> _WORK TASK_
Write out the data below exactly, beginning with the first line and ending once the line that has "Target — man's arm." is written.

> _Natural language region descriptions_
......

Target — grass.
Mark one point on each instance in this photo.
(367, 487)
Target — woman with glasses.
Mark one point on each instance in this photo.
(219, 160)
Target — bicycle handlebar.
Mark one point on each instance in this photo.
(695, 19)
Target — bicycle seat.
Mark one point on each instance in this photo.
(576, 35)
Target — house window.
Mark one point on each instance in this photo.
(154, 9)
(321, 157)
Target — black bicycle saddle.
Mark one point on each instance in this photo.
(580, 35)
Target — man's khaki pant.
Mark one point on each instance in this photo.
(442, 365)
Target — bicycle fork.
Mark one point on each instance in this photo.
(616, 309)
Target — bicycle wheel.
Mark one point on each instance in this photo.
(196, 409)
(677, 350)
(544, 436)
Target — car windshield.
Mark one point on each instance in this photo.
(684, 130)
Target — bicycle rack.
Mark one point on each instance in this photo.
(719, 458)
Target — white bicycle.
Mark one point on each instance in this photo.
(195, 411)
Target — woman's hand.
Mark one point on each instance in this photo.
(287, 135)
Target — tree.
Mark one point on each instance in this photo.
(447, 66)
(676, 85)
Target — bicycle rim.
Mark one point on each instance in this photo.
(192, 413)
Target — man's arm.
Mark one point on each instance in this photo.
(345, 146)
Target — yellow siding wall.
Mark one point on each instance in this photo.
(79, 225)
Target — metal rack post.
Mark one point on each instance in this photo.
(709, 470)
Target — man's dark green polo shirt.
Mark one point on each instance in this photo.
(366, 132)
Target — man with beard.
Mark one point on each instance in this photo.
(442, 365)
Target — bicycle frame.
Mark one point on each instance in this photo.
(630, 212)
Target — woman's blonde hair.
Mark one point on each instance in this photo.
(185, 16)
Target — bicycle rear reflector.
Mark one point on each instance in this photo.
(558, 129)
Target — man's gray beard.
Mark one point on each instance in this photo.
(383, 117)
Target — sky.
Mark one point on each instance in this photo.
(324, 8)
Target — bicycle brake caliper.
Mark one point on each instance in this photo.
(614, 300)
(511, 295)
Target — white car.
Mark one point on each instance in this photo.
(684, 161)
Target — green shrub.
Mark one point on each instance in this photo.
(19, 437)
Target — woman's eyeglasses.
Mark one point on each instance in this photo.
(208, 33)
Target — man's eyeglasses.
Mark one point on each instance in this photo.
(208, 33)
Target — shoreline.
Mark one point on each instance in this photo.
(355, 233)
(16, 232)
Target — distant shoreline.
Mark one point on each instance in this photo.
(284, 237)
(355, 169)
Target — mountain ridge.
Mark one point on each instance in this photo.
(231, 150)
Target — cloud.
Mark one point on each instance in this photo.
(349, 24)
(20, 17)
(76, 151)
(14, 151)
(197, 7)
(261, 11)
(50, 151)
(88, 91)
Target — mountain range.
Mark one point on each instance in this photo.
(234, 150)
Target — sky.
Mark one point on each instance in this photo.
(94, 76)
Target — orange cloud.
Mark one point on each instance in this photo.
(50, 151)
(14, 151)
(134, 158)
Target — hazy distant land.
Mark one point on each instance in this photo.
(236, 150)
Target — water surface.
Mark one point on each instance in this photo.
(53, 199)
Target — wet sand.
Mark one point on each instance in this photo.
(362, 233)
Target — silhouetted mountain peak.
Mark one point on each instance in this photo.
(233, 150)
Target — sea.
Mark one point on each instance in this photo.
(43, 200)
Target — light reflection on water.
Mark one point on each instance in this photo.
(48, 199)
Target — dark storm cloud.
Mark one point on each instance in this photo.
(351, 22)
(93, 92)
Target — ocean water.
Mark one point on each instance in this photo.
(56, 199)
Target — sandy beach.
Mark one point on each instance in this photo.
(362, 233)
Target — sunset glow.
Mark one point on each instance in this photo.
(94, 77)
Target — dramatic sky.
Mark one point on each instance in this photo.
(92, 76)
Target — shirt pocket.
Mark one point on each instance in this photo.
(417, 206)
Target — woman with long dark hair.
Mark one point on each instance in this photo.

......

> _REPLY TO THE EXERCISE_
Target — grass.
Mark one point on each instance in this photo.
(367, 487)
Target — woman with glasses.
Mark one point on each instance in this photo.
(219, 160)
Target — bicycle handlebar.
Mark one point on each instance in this photo.
(695, 19)
Target — bicycle seat.
Mark one point on each instance in this photo.
(576, 35)
Target — house window.
Mark one point on each instance in this photo.
(154, 9)
(321, 157)
Target — black bicycle saddle.
Mark one point on each instance in this photo.
(580, 35)
Target — man's khaki pant.
Mark one point on each instance in this photo.
(442, 365)
Target — bicycle fork.
Mark one point on each instance in this photo.
(616, 309)
Target — bicycle wheel.
Mark one point on each instance in this photo.
(196, 409)
(677, 350)
(544, 436)
Target — car windshield.
Mark one point on each instance in this photo.
(684, 130)
Target — bicycle rack.
Mark one point on each instance in this photo.
(719, 458)
Target — white bicycle.
Mark one point on each instance in this photo.
(195, 411)
Target — woman's hand.
Mark one point on each instance in this photo.
(287, 135)
Target — tree.
Mark one point on each instance in this photo.
(447, 66)
(676, 85)
Target — bicycle rim.
Mark one point on each instance in this photo.
(192, 413)
Target — man's arm.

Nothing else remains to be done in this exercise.